--- Extrait ---

-------

Plastique ou survie

Une exposition montre les bienfaits et les méfaits du plastique à travers des explications et des photographies chocs.

 

Jusqu’au 2 juin 2023, le musée Mer Marine de Bordeaux1 présente une exposition sur les plastiques : leurs avantages, leurs inconvénients et les solutions à la pollution qu’ils génèrent.

Le plastique n’est pas une invention récente. Savez-vous qu’en 2500 av. J.-C., les Mésopotamiens jouaient un football rudimentaire avec des ballons plastiques (à base de résine et de végétaux) ? Savez-vous que c’est pour sauver (bien temporairement) les éléphants que le plastique a été inventé au cours du XIXe siècle ? En effet, les touches de piano, les boules de billard et tout un tas de petits objets comme les peignes, étaient fabriqués en ivoire jusqu’en 1850, ce qui entraînait une surchasse des pachydermes. L’avènement du plastique a eu deux conséquences : la baisse du prix des pianos et des boules de billard, et la démocratisation de ces deux activités.

-------

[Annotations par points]
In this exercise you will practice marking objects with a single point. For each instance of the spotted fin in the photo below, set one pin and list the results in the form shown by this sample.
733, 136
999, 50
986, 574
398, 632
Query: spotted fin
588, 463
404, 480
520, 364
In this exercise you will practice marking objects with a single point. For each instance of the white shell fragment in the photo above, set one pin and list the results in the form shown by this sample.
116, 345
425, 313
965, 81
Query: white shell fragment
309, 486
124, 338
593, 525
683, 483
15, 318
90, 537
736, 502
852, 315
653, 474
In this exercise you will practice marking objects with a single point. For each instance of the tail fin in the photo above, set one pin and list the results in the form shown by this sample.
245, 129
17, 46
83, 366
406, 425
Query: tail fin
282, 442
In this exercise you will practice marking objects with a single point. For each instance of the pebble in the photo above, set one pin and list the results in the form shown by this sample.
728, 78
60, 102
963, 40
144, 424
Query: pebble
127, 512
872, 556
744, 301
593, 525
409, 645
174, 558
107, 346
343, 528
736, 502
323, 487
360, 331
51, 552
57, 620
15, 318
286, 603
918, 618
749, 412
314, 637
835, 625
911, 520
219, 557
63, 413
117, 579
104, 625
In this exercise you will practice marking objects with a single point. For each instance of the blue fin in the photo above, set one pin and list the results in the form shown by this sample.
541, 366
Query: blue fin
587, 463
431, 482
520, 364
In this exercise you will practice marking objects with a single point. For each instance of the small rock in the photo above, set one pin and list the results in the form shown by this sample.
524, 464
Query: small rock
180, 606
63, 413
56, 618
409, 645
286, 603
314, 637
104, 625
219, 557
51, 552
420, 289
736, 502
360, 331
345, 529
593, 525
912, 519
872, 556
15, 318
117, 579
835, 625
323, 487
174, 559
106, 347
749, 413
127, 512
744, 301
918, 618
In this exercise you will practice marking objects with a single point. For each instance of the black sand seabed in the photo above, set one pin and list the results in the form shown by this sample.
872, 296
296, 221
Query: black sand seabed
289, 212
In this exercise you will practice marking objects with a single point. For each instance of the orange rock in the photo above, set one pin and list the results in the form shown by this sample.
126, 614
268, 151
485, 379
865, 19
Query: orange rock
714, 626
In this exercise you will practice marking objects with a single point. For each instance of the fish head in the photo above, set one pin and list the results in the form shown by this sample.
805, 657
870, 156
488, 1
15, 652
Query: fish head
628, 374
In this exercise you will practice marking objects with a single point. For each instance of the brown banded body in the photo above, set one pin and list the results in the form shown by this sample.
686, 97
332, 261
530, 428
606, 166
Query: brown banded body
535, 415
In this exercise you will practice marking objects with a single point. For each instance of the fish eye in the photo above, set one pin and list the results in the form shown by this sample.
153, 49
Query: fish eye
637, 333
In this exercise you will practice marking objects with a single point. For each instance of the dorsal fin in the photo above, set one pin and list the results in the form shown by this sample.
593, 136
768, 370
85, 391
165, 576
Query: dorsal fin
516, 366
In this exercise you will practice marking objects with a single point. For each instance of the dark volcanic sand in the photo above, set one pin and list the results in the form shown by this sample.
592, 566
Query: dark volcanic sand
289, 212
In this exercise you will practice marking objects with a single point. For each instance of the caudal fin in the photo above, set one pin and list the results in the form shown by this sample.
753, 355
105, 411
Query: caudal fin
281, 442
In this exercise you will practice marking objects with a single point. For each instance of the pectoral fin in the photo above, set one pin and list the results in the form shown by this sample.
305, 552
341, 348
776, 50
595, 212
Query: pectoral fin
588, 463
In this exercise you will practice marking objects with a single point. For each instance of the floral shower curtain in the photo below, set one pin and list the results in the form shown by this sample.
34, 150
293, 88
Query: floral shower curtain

-------

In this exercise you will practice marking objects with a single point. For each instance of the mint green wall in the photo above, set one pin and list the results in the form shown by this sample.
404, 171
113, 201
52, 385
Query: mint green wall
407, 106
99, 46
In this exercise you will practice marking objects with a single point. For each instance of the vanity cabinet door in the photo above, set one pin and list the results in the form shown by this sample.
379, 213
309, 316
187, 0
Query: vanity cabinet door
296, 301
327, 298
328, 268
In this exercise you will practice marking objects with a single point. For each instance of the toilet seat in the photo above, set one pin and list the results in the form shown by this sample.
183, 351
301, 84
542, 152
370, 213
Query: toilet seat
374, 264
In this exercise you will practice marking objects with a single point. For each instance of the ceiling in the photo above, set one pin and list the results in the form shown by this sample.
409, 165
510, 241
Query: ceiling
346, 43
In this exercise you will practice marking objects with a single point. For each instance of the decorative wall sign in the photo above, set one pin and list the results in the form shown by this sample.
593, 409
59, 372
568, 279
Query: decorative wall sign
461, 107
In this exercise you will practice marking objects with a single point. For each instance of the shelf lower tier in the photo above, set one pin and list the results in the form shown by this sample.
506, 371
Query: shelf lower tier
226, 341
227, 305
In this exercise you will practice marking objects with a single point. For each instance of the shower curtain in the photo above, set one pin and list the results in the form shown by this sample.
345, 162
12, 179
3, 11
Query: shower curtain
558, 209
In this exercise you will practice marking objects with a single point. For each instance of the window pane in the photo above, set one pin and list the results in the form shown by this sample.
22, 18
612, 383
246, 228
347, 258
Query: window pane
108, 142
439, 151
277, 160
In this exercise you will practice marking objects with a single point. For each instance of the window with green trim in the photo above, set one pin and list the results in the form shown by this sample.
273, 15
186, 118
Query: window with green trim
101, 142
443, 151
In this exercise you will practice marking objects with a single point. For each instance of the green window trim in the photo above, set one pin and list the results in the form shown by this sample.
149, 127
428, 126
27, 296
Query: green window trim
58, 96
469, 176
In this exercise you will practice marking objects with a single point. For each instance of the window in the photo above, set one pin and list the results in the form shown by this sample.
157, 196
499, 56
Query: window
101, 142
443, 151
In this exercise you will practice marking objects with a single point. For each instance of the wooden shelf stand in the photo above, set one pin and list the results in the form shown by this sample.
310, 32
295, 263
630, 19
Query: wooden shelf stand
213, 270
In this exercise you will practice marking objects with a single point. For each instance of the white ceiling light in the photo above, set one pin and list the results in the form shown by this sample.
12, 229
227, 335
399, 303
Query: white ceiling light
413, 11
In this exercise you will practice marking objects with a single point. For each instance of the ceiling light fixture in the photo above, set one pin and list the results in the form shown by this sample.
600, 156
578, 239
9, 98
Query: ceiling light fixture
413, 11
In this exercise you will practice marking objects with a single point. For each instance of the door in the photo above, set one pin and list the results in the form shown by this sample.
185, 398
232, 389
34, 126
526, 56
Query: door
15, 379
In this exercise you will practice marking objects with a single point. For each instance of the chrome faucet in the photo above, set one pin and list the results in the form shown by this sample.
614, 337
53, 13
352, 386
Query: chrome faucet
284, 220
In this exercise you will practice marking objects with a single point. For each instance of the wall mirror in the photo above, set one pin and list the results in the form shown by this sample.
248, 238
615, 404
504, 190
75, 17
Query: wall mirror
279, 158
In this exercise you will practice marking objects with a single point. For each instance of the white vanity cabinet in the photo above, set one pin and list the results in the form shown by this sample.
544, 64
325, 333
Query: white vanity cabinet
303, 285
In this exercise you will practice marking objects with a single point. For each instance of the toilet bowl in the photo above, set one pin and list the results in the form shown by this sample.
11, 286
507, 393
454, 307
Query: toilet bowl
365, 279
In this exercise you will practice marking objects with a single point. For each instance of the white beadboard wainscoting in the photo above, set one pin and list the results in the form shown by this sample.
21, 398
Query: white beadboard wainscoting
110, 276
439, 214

-------

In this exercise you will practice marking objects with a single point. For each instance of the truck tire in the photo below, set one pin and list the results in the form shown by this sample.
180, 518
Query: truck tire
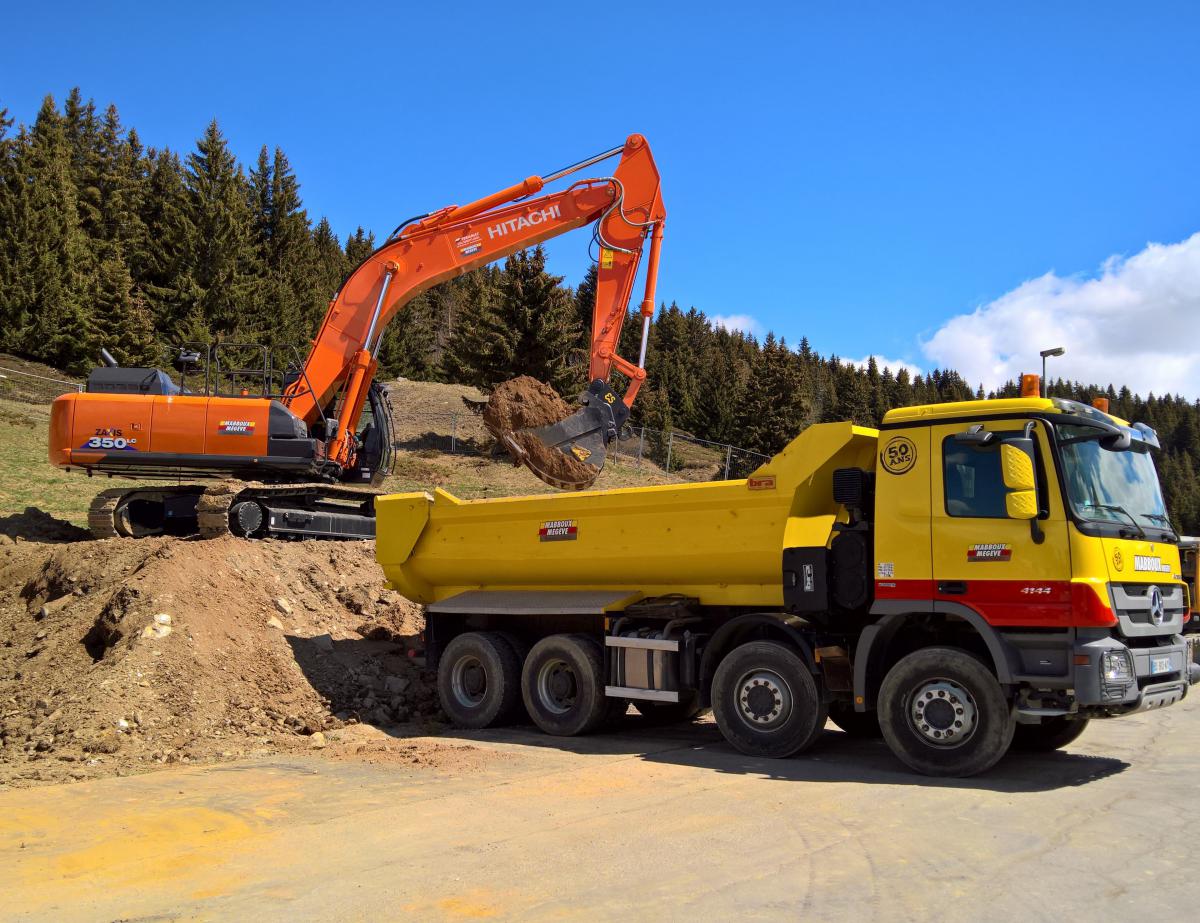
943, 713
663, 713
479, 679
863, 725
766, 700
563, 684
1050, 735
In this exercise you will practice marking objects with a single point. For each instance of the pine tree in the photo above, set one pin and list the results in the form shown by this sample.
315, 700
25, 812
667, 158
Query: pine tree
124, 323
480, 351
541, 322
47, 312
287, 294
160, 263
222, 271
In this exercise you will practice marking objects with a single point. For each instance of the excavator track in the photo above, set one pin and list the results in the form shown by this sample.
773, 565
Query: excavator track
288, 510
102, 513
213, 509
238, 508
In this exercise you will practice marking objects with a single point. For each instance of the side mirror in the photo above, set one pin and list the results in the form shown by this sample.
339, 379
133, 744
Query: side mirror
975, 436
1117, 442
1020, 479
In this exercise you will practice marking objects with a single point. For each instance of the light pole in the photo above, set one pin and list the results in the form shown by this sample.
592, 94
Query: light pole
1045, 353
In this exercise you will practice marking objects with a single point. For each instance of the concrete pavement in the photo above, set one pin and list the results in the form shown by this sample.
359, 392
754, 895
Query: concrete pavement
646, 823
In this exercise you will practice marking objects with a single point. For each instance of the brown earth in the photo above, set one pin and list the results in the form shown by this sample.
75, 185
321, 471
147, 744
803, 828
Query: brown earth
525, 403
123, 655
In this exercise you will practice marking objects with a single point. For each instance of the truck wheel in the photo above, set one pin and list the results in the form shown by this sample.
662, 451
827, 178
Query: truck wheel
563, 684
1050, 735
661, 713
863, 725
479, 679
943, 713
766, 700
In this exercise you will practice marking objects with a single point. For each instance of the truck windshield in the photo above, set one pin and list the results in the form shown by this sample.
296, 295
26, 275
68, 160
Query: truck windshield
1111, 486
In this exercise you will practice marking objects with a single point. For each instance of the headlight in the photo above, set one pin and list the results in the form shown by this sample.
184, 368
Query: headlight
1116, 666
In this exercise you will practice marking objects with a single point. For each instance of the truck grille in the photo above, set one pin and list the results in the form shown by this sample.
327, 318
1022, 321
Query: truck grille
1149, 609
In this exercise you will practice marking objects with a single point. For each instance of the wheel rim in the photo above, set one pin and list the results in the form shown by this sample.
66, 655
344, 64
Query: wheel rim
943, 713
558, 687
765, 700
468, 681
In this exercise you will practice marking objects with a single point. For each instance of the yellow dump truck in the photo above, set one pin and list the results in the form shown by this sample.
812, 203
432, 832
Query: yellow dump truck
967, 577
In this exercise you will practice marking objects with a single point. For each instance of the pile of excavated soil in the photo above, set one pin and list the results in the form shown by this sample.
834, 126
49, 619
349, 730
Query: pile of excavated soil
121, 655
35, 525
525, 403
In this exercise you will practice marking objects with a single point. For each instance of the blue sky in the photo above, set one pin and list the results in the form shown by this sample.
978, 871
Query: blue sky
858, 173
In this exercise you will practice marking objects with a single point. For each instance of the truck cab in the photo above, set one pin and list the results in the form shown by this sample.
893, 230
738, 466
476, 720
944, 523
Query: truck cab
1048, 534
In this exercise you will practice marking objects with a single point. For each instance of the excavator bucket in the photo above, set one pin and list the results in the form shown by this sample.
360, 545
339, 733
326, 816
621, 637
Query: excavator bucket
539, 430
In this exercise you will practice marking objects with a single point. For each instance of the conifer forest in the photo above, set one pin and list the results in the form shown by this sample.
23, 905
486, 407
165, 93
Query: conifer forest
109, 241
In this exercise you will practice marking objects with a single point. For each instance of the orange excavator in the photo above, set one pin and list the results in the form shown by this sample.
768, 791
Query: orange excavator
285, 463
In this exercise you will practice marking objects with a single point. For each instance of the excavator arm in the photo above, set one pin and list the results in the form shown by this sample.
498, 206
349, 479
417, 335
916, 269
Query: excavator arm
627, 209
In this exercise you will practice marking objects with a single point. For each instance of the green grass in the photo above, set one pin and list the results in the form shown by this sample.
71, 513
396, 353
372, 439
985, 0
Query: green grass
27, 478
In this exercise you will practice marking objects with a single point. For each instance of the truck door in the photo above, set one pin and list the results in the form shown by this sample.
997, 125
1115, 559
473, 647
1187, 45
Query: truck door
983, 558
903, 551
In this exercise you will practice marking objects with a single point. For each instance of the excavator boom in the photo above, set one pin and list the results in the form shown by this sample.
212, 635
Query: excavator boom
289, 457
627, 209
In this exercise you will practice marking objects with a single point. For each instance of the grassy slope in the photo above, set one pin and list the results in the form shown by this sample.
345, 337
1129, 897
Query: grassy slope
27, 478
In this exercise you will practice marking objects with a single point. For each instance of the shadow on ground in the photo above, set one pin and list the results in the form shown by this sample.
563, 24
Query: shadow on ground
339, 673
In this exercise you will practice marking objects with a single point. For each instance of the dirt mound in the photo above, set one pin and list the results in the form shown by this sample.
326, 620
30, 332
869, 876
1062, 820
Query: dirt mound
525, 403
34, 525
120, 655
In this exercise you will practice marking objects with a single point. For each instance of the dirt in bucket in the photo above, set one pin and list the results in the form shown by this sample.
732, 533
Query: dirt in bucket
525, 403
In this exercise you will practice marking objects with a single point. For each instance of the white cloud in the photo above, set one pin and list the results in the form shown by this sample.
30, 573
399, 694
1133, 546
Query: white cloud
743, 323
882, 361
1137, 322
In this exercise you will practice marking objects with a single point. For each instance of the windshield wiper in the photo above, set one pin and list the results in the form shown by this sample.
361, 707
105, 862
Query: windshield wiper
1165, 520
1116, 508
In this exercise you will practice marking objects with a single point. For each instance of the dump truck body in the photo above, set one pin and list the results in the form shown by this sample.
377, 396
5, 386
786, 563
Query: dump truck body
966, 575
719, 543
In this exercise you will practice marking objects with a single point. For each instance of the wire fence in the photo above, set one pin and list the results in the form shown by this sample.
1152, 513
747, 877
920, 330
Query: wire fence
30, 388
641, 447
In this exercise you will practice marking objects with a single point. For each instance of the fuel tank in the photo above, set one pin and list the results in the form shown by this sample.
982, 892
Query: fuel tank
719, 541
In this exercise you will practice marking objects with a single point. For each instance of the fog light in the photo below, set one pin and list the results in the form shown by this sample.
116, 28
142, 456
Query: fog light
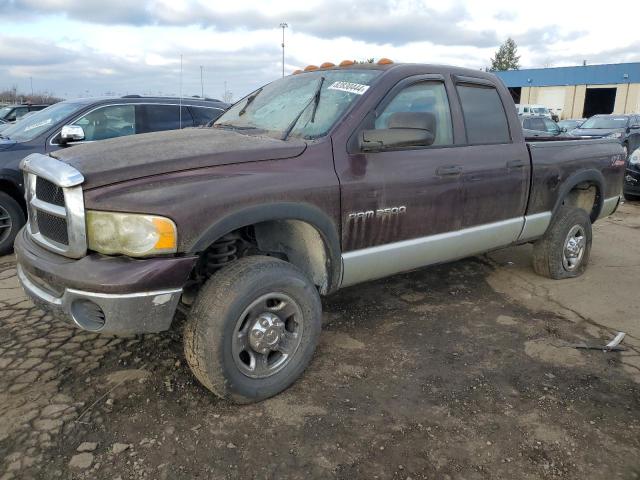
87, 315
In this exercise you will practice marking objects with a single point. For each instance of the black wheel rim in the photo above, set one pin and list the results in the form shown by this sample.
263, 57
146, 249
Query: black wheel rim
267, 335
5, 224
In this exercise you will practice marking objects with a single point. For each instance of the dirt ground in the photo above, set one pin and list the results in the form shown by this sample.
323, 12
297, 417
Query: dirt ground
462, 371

-------

--- Consigne ---
Modifiez l'extrait sur le plastique en reprenant tout le passage depuis « Une exposition montre » jusqu'à « pollution qu’ils génèrent. », avec « photographies » remplacé par « images ».

--- Exercice corrigé ---
Une exposition montre les bienfaits et les méfaits du plastique à travers des explications et des images chocs.

 

Jusqu’au 2 juin 2023, le musée Mer Marine de Bordeaux1 présente une exposition sur les plastiques : leurs avantages, leurs inconvénients et les solutions à la pollution qu’ils génèrent.